▶ _Written tasks_:
1. Summarize the article on the cyclist's death in two sentences.
2. Answer these questions from the article on the cyclist's death.
(a) How far is the motorist's home in Caithness from the court in Edinburgh?
(b) What occasion was the couple's camping holiday meant to celebrate?
(c) Between which two places does the stretch of the A99 where the couple had stopped run?
3. List every place name in the article on the cyclist's death. Leave out the name of the road.

▶ _Excerpt_:
## Begin
94-year-old motorist says not guilty of causing cyclist's death, pleads automatism defence

Case in Scotland relates to death of 30-year-old Leicester woman on anniversary cycling trip with husband

by Simon_MacMichael   March 7, 2013  

Justice (Lonpicman, Wikimedia Commons)

A 94-year-old woman has pleaded not guilty to causing the death of a cyclist through dangerous driving, with motorist entering her plea through her solicitor after she was excused from appearing at court in Edinburgh due to the difficulty in travelling the 170 miles from her home in Caithness, reports STV. The motorist is using the rarely employed defence of automatism.

Elaine Dunne, aged 30, from Leicester was killed in September 2011 at the end of a week-long camping holiday in the north of Scotland with her husband Christopher to celebrate their first wedding anniversary.

The pair were stopped at the side of the A99 road between John O’Groats and Wick, where they were heading to catch the train home, when the prosecution says a car driven by Alice Ross came along on the wrong side of the road, went up on the verge and along a pavement before striking the couple. Mrs Dunne was killed and her husband suffered serious injuries.
## End
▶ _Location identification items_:
## Begin
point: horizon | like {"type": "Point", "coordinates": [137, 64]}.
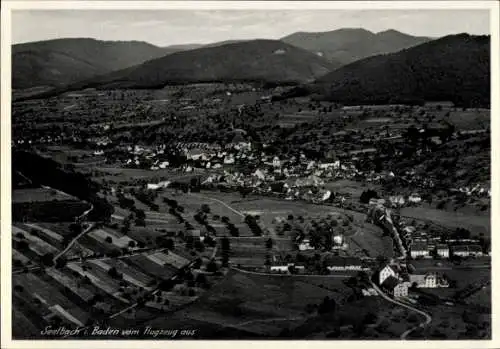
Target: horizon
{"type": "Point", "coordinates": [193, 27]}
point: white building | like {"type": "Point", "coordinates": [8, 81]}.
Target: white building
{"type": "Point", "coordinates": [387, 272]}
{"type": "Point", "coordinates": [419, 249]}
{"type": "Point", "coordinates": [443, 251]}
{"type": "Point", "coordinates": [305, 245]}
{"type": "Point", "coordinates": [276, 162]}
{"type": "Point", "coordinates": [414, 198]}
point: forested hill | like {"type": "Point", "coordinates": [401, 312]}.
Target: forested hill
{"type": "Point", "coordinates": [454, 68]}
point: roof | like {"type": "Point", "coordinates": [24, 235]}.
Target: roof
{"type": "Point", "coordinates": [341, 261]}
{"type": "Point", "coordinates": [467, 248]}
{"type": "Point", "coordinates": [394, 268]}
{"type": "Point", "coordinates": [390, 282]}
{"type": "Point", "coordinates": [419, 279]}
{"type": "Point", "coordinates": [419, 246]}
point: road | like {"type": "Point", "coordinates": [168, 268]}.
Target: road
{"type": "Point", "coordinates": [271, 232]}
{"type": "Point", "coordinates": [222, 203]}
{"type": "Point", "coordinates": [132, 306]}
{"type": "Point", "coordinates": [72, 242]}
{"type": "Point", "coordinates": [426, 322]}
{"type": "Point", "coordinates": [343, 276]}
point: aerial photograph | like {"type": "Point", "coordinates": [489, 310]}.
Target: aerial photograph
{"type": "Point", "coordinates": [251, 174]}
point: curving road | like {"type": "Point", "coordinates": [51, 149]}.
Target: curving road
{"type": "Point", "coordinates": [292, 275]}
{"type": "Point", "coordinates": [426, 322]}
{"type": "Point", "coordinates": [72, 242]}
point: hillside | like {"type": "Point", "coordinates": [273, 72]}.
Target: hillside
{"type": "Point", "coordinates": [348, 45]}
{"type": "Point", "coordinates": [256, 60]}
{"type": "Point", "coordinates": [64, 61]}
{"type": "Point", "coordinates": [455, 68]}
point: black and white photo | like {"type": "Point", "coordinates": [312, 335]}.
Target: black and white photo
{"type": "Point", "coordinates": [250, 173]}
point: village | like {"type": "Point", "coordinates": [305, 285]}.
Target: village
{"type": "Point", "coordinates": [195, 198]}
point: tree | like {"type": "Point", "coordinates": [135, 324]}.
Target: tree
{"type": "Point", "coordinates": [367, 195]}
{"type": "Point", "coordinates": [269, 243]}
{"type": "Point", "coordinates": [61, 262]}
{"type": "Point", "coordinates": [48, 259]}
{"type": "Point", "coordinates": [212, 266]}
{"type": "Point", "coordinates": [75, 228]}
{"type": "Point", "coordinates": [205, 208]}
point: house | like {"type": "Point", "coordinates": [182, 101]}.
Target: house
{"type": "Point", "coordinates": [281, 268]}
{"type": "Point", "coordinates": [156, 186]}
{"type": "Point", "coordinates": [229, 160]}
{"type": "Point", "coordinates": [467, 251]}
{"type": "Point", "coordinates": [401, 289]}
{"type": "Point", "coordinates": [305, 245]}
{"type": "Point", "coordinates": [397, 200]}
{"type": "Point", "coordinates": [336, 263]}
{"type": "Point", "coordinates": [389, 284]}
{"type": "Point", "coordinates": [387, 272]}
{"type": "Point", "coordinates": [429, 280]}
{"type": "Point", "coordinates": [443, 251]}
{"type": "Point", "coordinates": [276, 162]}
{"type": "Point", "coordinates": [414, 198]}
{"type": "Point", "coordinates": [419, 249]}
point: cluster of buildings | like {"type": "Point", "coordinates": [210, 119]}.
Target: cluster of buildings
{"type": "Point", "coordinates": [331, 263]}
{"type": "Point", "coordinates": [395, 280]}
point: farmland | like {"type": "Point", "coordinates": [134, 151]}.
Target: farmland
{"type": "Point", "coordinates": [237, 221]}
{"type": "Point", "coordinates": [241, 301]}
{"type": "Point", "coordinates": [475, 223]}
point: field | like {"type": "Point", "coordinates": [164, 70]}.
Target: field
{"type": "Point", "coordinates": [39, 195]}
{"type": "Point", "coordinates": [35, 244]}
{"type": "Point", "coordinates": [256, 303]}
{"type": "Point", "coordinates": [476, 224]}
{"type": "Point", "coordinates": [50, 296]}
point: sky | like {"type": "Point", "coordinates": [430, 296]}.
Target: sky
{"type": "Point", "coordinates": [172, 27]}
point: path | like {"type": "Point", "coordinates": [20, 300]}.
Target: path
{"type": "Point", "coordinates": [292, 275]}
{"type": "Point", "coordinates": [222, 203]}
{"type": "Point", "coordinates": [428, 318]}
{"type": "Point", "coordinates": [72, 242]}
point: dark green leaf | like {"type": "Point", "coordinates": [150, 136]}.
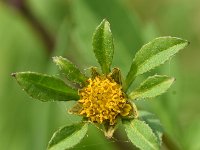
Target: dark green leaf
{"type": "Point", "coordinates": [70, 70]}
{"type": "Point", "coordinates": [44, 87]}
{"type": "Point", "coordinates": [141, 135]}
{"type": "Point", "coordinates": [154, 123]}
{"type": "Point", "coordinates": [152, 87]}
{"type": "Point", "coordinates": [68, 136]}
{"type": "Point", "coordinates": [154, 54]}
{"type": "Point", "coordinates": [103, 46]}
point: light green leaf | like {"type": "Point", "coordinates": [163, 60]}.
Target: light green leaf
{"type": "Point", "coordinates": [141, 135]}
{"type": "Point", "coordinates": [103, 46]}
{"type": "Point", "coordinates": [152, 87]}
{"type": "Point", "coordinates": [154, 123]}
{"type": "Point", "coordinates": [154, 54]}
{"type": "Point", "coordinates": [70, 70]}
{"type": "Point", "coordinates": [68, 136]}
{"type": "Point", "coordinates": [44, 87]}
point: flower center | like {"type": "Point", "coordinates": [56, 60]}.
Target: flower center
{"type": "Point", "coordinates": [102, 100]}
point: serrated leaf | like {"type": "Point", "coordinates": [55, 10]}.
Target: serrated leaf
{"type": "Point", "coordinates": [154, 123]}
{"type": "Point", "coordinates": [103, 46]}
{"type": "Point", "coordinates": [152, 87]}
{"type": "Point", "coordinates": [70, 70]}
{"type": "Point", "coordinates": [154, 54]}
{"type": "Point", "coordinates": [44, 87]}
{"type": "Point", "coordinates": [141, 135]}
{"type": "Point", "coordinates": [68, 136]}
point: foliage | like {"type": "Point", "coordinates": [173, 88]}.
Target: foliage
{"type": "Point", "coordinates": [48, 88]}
## End
▶ _Task-by-task outputs_:
1. A 94-year-old woman has pleaded not guilty, through her solicitor, to causing a cyclist's death by dangerous driving, and she is using the rarely employed defense of automatism. The case concerns Elaine Dunne, 30, from Leicester, who was killed in September 2011 on the A99 in the north of Scotland when, according to the prosecution, a car driven by Alice Ross came along on the wrong side of the road and struck her and her husband, who was seriously injured.

2.
(a) 170 miles
(b) Their first wedding anniversary
(c) John O'Groats and Wick

3. Scotland, Edinburgh, Caithness, Leicester, John O'Groats, Wick